Foibles and Fallacies

Milton Rothman
Recently I pulled myself kicking and screaming into the nineties by purchasing a modem and subscribing to the Prodigy information service. My first action, after learning to get around the system, was to tap into the bulletin board (BB) section. These BBs actually consist of notes written by all kinds of people who ask questions, make pronouncements, and enter into discussions. You can talk to people all over the country, and there are hundreds of topics to choose from. Naturally, I chose physics. Within the physics bulletin board there are scores of subjects. Anybody can start a discussion on a subject of interest, and the number of responses to a given question can range from zero to dozens.

It quickly became apparent that most of the BB denizens were students of various kinds. Many were high-school or middle- school students asking for hints about science projects or seeking answers to their homework problems. A few appeared to be graduate students interested in discussing quantum theory, relativity, or esoteric philosophical topics, such free will vs. determinism.
******************************
_Problem description_
Reproduce the full Prodigy bulletin board essay word for word, including its title and byline.

_Information given_
******************************
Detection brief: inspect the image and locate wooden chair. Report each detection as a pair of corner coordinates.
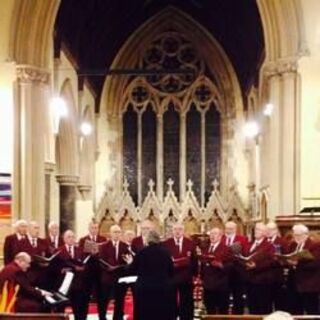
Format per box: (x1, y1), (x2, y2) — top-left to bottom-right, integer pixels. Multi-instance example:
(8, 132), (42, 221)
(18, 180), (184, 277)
(0, 313), (69, 320)
(201, 315), (320, 320)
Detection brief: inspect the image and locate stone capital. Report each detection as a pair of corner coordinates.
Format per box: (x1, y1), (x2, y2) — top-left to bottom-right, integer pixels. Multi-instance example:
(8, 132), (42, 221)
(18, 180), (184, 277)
(263, 57), (298, 77)
(44, 161), (56, 174)
(78, 185), (92, 200)
(56, 174), (79, 186)
(16, 64), (50, 85)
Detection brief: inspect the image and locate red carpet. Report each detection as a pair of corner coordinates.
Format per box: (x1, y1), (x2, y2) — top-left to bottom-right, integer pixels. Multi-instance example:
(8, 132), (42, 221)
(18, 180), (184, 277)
(65, 291), (133, 320)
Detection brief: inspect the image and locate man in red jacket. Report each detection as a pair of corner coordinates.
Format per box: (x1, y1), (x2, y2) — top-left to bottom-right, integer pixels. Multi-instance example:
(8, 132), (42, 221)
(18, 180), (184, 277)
(164, 223), (198, 320)
(46, 221), (63, 254)
(266, 222), (288, 310)
(222, 221), (248, 314)
(3, 220), (28, 264)
(288, 224), (320, 314)
(243, 223), (274, 314)
(0, 252), (50, 312)
(79, 221), (107, 318)
(131, 220), (154, 253)
(20, 221), (49, 288)
(57, 230), (88, 320)
(98, 225), (129, 320)
(200, 228), (232, 314)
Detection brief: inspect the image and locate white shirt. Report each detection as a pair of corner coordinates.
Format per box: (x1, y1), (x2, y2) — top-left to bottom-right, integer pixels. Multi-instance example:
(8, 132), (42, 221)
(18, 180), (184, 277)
(250, 239), (263, 252)
(174, 238), (183, 253)
(226, 234), (236, 247)
(209, 241), (220, 253)
(66, 244), (74, 258)
(28, 236), (38, 248)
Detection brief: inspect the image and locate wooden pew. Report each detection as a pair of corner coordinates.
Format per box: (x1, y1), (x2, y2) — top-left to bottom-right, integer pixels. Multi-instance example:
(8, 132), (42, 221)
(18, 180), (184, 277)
(201, 315), (320, 320)
(0, 313), (69, 320)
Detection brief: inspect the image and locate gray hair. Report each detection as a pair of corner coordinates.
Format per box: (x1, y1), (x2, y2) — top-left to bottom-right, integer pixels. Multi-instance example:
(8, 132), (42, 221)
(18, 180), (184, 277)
(263, 311), (293, 320)
(292, 224), (309, 234)
(147, 230), (160, 244)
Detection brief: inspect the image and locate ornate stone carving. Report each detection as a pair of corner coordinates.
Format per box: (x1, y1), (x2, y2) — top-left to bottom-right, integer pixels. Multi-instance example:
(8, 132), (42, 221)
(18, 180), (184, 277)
(56, 174), (79, 186)
(78, 185), (92, 200)
(16, 65), (50, 84)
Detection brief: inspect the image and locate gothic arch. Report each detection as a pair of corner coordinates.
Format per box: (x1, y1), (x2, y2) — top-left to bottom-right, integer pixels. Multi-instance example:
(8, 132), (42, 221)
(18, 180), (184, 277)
(257, 0), (307, 62)
(56, 79), (78, 176)
(9, 0), (59, 68)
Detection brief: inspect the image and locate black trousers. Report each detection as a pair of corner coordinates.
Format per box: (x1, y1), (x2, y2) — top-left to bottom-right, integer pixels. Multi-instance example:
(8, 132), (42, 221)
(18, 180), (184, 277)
(229, 281), (245, 314)
(113, 283), (135, 320)
(203, 289), (229, 314)
(247, 283), (272, 314)
(175, 282), (194, 320)
(97, 284), (114, 320)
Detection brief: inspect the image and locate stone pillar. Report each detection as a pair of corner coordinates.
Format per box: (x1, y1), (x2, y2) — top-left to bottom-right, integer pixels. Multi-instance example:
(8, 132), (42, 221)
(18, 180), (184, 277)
(261, 60), (300, 218)
(57, 175), (79, 232)
(44, 162), (55, 226)
(278, 61), (300, 214)
(180, 113), (187, 201)
(157, 114), (163, 201)
(13, 65), (50, 231)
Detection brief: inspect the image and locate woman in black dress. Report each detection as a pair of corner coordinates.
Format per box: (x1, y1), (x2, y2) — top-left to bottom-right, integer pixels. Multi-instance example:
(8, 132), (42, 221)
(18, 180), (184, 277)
(131, 231), (175, 320)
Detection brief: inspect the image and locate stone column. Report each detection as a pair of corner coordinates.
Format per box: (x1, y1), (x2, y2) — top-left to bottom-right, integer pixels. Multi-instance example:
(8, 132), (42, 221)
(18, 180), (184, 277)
(157, 114), (163, 201)
(261, 60), (300, 218)
(57, 175), (79, 232)
(278, 60), (300, 214)
(180, 113), (187, 201)
(13, 65), (50, 231)
(44, 162), (55, 226)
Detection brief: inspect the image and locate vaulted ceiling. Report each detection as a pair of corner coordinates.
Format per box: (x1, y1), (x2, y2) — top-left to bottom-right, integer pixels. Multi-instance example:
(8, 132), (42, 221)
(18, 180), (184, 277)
(55, 0), (264, 107)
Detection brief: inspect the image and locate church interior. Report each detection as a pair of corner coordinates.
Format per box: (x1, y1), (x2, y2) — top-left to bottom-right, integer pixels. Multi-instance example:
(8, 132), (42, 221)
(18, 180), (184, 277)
(0, 0), (320, 318)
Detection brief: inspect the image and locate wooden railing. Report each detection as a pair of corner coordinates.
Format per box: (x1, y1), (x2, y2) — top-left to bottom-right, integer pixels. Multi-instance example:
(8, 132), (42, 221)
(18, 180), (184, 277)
(0, 313), (69, 320)
(201, 315), (320, 320)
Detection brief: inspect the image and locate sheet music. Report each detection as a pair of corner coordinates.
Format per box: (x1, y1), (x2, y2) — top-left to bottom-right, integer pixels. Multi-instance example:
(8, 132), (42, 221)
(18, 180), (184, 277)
(58, 271), (74, 296)
(45, 296), (57, 304)
(118, 276), (138, 283)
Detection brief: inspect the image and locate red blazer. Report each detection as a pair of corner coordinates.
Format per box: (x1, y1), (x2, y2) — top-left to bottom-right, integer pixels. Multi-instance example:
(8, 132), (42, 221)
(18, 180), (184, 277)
(200, 239), (233, 292)
(0, 262), (43, 312)
(163, 237), (198, 284)
(99, 240), (129, 285)
(57, 245), (86, 293)
(3, 233), (26, 264)
(288, 238), (320, 292)
(221, 234), (249, 254)
(19, 238), (49, 288)
(131, 236), (145, 253)
(245, 238), (275, 284)
(79, 235), (107, 249)
(45, 236), (64, 255)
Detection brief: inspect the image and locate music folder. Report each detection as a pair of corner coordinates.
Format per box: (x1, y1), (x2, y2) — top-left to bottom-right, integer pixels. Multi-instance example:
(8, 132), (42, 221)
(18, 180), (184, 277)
(45, 271), (74, 306)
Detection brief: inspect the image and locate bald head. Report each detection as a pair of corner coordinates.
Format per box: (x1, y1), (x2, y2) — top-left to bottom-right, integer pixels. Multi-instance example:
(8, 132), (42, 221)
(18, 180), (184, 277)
(29, 221), (40, 238)
(63, 230), (76, 246)
(13, 219), (28, 236)
(48, 221), (59, 237)
(209, 228), (223, 243)
(172, 222), (184, 239)
(140, 219), (154, 237)
(88, 221), (99, 236)
(254, 222), (267, 240)
(110, 224), (121, 241)
(123, 230), (136, 245)
(225, 221), (237, 237)
(266, 221), (279, 238)
(14, 252), (31, 272)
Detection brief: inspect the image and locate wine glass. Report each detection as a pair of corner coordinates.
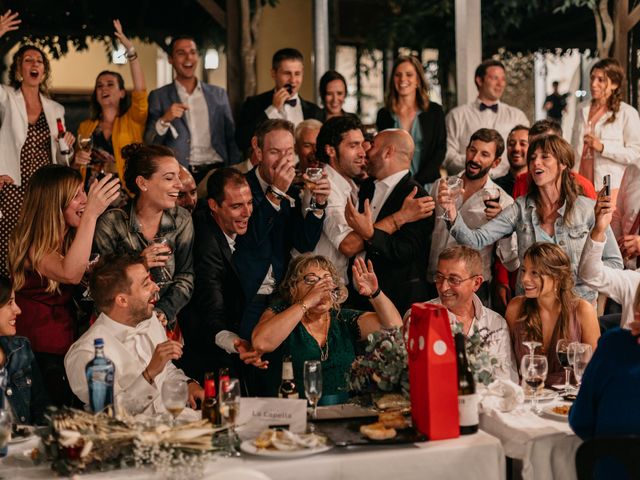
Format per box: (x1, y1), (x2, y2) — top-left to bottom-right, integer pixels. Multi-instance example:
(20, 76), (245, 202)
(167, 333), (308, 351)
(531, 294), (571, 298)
(304, 360), (322, 420)
(438, 177), (462, 221)
(569, 342), (593, 388)
(553, 338), (571, 394)
(520, 355), (549, 414)
(162, 378), (189, 425)
(305, 167), (322, 212)
(220, 378), (240, 457)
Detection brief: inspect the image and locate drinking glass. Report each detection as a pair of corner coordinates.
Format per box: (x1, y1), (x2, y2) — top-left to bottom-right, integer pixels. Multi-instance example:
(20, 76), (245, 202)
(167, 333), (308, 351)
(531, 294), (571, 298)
(305, 167), (322, 212)
(553, 338), (571, 394)
(520, 355), (549, 414)
(304, 360), (322, 420)
(220, 378), (240, 457)
(569, 342), (593, 388)
(162, 378), (189, 425)
(438, 177), (462, 221)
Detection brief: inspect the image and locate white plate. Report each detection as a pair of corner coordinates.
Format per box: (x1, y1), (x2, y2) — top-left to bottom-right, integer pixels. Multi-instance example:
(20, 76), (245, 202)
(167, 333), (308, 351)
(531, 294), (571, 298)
(542, 403), (571, 422)
(240, 440), (333, 458)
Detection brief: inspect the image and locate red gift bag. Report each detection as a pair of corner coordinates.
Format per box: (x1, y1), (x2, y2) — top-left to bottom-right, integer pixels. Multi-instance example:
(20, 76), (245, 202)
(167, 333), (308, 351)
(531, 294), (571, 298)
(408, 303), (460, 440)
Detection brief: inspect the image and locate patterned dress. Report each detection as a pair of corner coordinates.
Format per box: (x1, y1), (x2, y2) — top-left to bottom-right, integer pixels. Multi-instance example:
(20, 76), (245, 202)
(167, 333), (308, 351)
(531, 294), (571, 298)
(0, 111), (51, 275)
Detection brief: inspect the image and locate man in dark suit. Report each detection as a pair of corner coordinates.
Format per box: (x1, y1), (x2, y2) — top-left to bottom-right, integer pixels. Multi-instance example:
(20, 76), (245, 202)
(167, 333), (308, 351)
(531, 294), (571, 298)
(180, 168), (262, 381)
(345, 129), (433, 312)
(232, 119), (330, 338)
(236, 48), (322, 153)
(144, 36), (240, 184)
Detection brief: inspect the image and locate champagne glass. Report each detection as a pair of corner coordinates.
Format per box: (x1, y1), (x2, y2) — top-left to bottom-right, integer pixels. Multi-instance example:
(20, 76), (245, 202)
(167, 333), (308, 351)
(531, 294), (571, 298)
(520, 355), (549, 414)
(305, 167), (322, 212)
(220, 378), (240, 457)
(438, 177), (462, 221)
(553, 338), (571, 394)
(162, 378), (189, 425)
(304, 360), (322, 420)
******************************
_Exercise answer_
Foibles and Fallacies

Milton Rothman
Recently I pulled myself kicking and screaming into the nineties by purchasing a modem and subscribing to the Prodigy information service. My first action, after learning to get around the system, was to tap into the bulletin board (BB) section. These BBs actually consist of notes written by all kinds of people who ask questions, make pronouncements, and enter into discussions. You can talk to people all over the country, and there are hundreds of topics to choose from. Naturally, I chose physics. Within the physics bulletin board there are scores of subjects. Anybody can start a discussion on a subject of interest, and the number of responses to a given question can range from zero to dozens.

It quickly became apparent that most of the BB denizens were students of various kinds. Many were high-school or middle- school students asking for hints about science projects or seeking answers to their homework problems. A few appeared to be graduate students interested in discussing quantum theory, relativity, or esoteric philosophical topics, such free will vs. determinism.